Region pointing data
+++

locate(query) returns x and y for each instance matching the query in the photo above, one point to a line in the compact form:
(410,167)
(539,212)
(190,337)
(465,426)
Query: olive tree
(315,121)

+++

Every entry should be output exactly as written, please.

locate(query) returns x and y for each instance matching the query in the photo above, one point to a line in the compact form:
(410,167)
(539,212)
(190,337)
(465,426)
Query: olive tree
(315,121)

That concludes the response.